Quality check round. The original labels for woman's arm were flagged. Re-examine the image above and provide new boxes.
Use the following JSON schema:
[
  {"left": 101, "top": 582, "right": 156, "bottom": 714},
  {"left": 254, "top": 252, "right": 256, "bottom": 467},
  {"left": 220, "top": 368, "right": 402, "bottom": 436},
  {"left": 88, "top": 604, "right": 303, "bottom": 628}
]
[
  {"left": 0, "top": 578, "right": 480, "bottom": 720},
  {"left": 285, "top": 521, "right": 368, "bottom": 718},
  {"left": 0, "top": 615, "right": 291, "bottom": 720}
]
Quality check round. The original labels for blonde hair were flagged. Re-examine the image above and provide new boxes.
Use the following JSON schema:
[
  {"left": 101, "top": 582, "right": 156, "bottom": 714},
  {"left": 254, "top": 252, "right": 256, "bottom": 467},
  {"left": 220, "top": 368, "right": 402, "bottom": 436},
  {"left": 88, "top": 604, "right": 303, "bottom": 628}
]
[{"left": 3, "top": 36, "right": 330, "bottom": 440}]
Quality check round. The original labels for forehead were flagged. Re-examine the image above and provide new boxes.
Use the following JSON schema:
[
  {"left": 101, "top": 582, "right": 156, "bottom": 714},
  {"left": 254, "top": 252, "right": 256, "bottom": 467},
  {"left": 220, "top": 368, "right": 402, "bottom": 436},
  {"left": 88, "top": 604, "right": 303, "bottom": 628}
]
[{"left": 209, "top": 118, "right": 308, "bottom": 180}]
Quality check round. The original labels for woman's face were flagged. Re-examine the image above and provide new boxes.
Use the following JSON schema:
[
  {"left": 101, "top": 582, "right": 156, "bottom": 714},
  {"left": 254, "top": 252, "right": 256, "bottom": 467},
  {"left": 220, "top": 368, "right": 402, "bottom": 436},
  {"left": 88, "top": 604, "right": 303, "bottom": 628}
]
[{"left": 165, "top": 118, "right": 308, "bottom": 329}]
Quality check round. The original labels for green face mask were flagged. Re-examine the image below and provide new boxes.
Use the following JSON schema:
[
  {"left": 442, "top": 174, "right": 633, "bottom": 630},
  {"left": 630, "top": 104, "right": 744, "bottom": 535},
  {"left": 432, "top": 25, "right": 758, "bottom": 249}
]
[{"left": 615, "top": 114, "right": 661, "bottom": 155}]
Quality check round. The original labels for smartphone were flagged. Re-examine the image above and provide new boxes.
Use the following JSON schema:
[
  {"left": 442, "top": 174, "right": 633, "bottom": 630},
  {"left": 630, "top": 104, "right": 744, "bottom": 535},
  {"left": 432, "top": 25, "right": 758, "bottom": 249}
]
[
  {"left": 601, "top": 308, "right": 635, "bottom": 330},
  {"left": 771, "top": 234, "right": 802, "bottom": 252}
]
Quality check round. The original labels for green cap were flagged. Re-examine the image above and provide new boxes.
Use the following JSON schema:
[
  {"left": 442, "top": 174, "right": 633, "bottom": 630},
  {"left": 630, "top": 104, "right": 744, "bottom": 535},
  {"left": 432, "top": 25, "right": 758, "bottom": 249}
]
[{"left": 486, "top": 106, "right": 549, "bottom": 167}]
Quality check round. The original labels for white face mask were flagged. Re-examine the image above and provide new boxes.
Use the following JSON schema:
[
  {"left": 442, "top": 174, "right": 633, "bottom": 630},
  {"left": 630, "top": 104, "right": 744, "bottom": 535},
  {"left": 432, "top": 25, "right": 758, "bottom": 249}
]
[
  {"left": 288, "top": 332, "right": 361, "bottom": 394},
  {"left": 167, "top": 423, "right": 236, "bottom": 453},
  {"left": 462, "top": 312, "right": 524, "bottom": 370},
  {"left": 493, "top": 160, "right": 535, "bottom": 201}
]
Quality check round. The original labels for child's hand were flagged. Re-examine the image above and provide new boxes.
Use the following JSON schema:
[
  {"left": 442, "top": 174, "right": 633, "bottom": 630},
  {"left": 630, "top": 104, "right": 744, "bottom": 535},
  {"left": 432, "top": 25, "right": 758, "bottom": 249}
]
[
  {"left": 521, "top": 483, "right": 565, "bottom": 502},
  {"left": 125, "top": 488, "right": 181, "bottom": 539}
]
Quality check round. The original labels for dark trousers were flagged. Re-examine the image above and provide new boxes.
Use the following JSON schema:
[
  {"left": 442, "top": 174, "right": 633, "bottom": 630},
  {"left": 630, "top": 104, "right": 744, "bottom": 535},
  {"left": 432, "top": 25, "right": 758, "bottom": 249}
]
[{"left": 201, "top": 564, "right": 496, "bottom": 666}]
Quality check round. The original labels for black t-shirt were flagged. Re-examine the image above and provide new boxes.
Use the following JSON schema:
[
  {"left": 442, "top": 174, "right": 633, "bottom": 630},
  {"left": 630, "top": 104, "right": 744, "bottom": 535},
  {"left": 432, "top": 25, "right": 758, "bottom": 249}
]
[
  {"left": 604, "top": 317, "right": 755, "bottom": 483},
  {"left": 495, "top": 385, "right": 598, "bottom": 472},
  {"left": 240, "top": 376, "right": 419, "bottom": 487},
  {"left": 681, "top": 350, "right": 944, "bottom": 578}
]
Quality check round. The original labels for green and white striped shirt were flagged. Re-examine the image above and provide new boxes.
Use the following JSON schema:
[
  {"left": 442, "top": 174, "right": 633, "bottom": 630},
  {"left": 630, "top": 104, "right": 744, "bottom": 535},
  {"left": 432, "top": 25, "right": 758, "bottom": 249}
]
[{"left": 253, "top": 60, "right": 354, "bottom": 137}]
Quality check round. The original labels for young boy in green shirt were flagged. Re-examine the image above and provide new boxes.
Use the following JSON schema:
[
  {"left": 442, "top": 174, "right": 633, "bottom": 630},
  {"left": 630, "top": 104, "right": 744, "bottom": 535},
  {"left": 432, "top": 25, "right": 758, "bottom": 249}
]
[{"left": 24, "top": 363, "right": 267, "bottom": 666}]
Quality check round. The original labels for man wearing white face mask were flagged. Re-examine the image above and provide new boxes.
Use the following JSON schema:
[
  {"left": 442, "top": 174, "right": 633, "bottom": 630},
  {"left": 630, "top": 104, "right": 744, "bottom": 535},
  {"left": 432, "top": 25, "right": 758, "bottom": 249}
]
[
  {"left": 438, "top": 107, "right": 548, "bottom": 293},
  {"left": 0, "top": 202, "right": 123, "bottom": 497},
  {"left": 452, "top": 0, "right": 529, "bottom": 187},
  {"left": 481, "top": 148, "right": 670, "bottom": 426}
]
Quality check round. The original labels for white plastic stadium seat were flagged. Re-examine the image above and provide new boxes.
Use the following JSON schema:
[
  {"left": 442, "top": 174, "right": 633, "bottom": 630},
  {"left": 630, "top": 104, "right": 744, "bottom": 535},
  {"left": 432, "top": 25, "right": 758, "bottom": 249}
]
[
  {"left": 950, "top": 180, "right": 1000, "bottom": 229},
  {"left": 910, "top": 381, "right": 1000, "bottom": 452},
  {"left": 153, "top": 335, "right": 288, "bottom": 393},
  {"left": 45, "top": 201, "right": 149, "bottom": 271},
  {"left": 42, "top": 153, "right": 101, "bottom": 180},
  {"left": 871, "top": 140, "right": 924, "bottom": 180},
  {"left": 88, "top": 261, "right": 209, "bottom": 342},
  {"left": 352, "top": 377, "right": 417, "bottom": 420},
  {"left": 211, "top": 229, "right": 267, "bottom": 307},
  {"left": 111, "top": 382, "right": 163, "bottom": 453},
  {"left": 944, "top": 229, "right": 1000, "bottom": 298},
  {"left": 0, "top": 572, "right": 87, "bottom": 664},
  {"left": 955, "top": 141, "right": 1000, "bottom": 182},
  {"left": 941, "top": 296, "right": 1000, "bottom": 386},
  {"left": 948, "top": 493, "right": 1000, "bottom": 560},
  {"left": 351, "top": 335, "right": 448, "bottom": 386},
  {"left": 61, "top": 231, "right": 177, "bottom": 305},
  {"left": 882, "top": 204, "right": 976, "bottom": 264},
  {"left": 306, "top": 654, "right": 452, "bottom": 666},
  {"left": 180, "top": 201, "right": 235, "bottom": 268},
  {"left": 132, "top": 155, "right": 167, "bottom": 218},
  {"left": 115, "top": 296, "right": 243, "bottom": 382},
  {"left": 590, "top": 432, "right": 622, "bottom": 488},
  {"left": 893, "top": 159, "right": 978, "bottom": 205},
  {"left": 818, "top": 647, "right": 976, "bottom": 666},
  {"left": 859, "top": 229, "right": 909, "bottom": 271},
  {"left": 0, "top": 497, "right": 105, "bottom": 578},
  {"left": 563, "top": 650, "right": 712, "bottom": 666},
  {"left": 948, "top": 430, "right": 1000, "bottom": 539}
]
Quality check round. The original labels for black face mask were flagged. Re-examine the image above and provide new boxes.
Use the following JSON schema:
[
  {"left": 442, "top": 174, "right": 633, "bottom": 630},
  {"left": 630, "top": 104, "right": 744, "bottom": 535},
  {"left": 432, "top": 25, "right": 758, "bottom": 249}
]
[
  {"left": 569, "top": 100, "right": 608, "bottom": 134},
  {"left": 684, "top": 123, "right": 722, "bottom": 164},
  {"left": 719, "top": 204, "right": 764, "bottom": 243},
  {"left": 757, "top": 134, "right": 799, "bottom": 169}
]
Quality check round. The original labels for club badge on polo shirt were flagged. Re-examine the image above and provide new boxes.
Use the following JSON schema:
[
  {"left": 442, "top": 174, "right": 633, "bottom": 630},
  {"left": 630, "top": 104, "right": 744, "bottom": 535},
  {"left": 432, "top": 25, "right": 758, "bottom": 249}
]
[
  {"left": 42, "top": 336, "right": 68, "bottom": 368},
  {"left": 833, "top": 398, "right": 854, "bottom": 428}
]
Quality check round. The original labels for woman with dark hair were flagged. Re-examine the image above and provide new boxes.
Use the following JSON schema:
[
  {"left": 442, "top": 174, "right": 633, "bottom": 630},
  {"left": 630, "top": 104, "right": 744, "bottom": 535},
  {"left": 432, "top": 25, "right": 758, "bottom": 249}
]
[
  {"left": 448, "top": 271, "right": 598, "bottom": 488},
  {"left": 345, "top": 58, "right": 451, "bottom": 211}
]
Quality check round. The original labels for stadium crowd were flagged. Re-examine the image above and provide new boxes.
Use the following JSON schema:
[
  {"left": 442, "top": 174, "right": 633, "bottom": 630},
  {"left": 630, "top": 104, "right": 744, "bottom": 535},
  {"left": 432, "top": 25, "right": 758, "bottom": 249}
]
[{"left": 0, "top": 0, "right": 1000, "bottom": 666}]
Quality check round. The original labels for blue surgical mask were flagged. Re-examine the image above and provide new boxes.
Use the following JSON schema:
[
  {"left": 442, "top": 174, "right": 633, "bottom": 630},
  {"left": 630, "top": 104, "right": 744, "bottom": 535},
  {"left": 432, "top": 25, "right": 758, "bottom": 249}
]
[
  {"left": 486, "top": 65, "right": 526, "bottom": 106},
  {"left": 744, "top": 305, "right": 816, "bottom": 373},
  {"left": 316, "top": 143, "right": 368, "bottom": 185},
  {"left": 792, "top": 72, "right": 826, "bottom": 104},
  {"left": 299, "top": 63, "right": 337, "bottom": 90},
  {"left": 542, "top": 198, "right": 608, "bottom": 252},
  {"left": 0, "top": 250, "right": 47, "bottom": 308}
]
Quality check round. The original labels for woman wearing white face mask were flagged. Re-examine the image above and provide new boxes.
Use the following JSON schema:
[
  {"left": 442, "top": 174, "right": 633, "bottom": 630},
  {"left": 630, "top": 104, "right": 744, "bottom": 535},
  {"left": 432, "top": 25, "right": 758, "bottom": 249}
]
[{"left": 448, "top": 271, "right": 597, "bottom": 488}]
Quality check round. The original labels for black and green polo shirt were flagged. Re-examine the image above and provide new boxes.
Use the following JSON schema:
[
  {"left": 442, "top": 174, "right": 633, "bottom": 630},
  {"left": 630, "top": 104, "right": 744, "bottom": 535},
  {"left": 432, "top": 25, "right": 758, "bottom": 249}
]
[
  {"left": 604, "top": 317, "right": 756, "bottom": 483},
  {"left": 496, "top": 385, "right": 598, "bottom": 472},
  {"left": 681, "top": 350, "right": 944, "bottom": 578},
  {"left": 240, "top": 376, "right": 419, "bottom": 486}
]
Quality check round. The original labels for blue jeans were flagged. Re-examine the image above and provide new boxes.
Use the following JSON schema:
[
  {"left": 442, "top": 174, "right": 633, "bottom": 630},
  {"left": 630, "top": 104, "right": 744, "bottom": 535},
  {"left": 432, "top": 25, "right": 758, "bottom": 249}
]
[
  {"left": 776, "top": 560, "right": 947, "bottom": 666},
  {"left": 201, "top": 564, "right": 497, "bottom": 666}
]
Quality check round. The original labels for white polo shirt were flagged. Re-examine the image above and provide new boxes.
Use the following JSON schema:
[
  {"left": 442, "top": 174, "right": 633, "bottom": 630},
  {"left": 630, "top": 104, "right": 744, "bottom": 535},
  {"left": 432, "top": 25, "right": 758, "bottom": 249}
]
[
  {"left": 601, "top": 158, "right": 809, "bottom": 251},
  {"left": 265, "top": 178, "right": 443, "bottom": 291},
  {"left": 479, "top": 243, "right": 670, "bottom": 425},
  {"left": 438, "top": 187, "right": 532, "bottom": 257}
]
-*-*-
▶ [Exercise details]
Pull out every line of the rows above that contains the word "blue". Case counts.

▶ [Final result]
Quality check round. The original labels for blue surgical mask were flagged. Re-examine the image above and provide new boxes.
Quality check round. The original labels for blue jeans were flagged. Re-examine the image above and provide new boxes.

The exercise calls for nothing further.